Set task A: Please reproduce the passage of the Mossberg 835 thread that begins at the words "## David S Proffitt" and ends after the words "(Jun 30, 2002)".

Document excerpt:
--------------------------------

# Mossburg 835



## David S Proffitt (Sep 13, 2002)

Just got one but it jams every other 3.5" shell. Handles 3" and 2.75 fine. Anyone else experienced these problems. Thanks.


----------



## foxred (Jun 30, 2002)

Had an 835 mossberg that did the same thing. Got rid of it and got a Benelli Super Black Eagle 3 years ago - have not had any problem with the sbe on any length shell.


----------



## Austin Bachmeier (Feb 27, 2002)

835's are notorious for this problem. I'd say just take it back, and buy some other pump... 870, NOVA, etc...


----------



## muzzy (Mar 21, 2002)

I had an 835 for a while in the early 90's when they first came out. Nothing but junk, stock fit poorly and the problem I had is that I have short arms and would short stroke it all the time and have ejection/feeding problems. Also with my style of hunting, I didn't kill any more birds with the 3 1/2 than I did with a 3". We usually shoot our birds over decoys and all I accomplished was spending more for shells. Some people love the round, and it certainly has its place, but 3 inch loads of 2's seem to work for me. If you want a 3 1/2, buy a browning or a remington.


----------



## SiouxperDave (Sep 3, 2002)

--------------------------------

Excerpted records:
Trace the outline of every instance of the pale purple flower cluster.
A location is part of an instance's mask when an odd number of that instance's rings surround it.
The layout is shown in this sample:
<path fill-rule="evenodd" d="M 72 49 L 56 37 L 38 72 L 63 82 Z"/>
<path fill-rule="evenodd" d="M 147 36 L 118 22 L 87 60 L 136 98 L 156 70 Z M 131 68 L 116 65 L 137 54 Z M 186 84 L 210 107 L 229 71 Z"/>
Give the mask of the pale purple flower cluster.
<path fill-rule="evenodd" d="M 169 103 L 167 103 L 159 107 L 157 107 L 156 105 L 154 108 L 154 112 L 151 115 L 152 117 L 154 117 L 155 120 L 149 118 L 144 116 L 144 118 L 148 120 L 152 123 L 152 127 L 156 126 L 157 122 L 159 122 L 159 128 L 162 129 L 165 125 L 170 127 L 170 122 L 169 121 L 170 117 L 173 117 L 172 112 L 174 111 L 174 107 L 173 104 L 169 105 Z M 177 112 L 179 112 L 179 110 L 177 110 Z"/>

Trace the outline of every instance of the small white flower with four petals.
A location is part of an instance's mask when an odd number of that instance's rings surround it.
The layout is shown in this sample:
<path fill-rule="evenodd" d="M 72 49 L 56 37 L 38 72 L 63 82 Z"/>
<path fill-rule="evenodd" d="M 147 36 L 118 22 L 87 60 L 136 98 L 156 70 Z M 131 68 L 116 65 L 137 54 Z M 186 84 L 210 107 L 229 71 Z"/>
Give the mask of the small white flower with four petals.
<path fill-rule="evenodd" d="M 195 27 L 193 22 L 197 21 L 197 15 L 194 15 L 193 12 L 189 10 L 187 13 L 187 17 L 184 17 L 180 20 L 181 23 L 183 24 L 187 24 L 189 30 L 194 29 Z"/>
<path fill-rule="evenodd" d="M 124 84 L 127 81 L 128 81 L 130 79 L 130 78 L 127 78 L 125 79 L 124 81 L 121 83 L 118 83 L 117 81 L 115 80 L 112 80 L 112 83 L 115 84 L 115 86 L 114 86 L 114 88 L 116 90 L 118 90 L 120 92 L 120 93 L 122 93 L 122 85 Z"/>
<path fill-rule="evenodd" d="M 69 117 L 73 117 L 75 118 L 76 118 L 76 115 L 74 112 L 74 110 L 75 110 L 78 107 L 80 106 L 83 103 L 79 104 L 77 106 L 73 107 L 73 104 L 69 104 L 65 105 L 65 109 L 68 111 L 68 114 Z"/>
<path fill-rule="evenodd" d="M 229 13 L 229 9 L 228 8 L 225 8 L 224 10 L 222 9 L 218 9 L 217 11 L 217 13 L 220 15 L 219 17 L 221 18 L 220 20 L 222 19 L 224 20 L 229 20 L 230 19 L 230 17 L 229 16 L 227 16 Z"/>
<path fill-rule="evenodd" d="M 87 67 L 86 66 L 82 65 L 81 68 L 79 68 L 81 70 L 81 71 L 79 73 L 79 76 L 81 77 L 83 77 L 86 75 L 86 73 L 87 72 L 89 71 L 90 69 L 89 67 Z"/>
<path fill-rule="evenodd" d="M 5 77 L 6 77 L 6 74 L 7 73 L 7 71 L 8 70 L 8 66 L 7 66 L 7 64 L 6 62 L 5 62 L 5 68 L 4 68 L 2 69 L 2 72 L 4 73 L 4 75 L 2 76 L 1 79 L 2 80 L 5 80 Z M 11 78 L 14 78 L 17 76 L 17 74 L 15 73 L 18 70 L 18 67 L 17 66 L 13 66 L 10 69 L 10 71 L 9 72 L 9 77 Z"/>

--------------------------------

Set task B: Rewrite the entries from the line containing "Trace the outline of every instance of the small" through the line containing "195 27 L 193", both lines included and nothing else. Keep the instructions and sample paths unchanged. Multiply every coordinate in the answer paths by 0.8 and round to whole numbers, with halves rounded up.

Exercise response A:
## David S Proffitt (Sep 13, 2002)

Just got one but it jams every other 3.5" shell. Handles 3" and 2.75 fine. Anyone else experienced these problems. Thanks.


----------



## foxred (Jun 30, 2002)

Exercise response B:
Trace the outline of every instance of the small white flower with four petals.
A location is part of an instance's mask when an odd number of that instance's rings surround it.
The layout is shown in this sample:
<path fill-rule="evenodd" d="M 72 49 L 56 37 L 38 72 L 63 82 Z"/>
<path fill-rule="evenodd" d="M 147 36 L 118 22 L 87 60 L 136 98 L 156 70 Z M 131 68 L 116 65 L 137 54 Z M 186 84 L 210 107 L 229 71 Z"/>
Give the mask of the small white flower with four petals.
<path fill-rule="evenodd" d="M 156 22 L 154 18 L 158 17 L 158 12 L 155 12 L 154 10 L 151 8 L 150 10 L 150 14 L 147 14 L 144 16 L 145 18 L 146 19 L 150 19 L 151 24 L 155 23 Z"/>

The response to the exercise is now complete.